課題 1:
抜粋にある「かつてインターネット活用といえば、せいぜい電子メールとWebサイトを使った情報収集程度に限定されていた。」という一文を英語に訳しなさい。
課題 2:
インターネットアクセスの脅威を論じた抜粋を、その最後の文の後から書き継ぎなさい。

今回はADCが備えるさまざまな機能の中でも、これまで紹介してきたものとはちょっと毛色の異なる技術を取り上げてみたい。これまで紹介してきた「負荷分散」「攻撃防止」「認証」といった機能は、どれも不特定多数のクライアントから特定のアプリケーションに対するアクセス、つまり企業システムへの「インバウンド」のアクセスに関するものだった。それに対して今回紹介する技術は、社内ネットワークに接続された特定のクライアントからインターネットに存在する不特定多数のアプリケーションに対する「アウトバウンド」のアクセスに関するものだ。

脅威が増すインターネットアクセスの現実

ビジネスにおけるインターネットの位置付けはこの数年間で大きく様変わりした。かつてインターネット活用といえば、せいぜい電子メールとWebサイトを使った情報収集程度に限定されていた。しかしここ5年ほどの間で、さまざまなクラウドサービス、SNSがコンシューマー市場で爆発的に普及し、そしてその波は今や企業ITの世界にも押し寄せている。現に多くの企業が業務システムをクラウドサービスで調達したり、あるいはコンシューマー向けサービスをそのまま業務利用したりするケースが出てきた。

こうした新たな動きは、業務の利便性を大幅に向上させる半面、企業に新たな課題を突きつけることになった。すなわち、インターネット上のサービスへの不用意なアクセスに起因する情報漏えいやマルウェア感染のリスク、また業務に関係しないインターネットアクセスの増大だ。米国の人事コンサルティング企業Salary.comの調査によれば、一般的な企業の従業員は、総労働時間の60~80%を仕事とは関係がないインターネットアクセスに費やしているという。またマルウェアに感染させる手法も、以前と比べてより手の込んだものになっている。以前であればユーザーがマルウェアに感染しているサイトへ直接アクセスしなければ感染のリスクは低かったが、最近はマルウェアに感染していないサイトにアクセスしても、感染してしまうケースが急増している。

資料:
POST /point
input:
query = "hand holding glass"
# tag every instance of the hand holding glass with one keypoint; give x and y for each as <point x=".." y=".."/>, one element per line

解答 1:
In the past, making use of the Internet was limited, at most, to email and gathering information through websites.

解答 2:
2014年に日本で起きた事例として、観光客向けWebサイトの例を紹介しよう。まず攻撃者は、WebサイトにあったSQLインジェクションの脆弱性を突き、ページを改ざん。改ざんの内容はWebページにIFRAMEタグを使ったHTMLコードを埋め込むものだった。IFRAMEタグを使うと、HTMLファイルの中にフレームを作って、その中に別のWebサイトのHTMLファイルを表示させることができる。この仕組みを悪用し、ユーザーからアクセスがあると、ユーザーが気づかない間に脆弱性を攻撃するプログラムが仕掛けられたエクスプロイトサイトにアクセスさせる。このケースでは、エクスプロイトサイトにはIE 9の脆弱性を悪用して不正コードをインストールさせるためのプログラムが埋め込まれていた。このプログラムは、オンラインバンキングへのアクセスをクライアント端末上で監視し、IDやパスワードなどの情報を盗もうとするものだ。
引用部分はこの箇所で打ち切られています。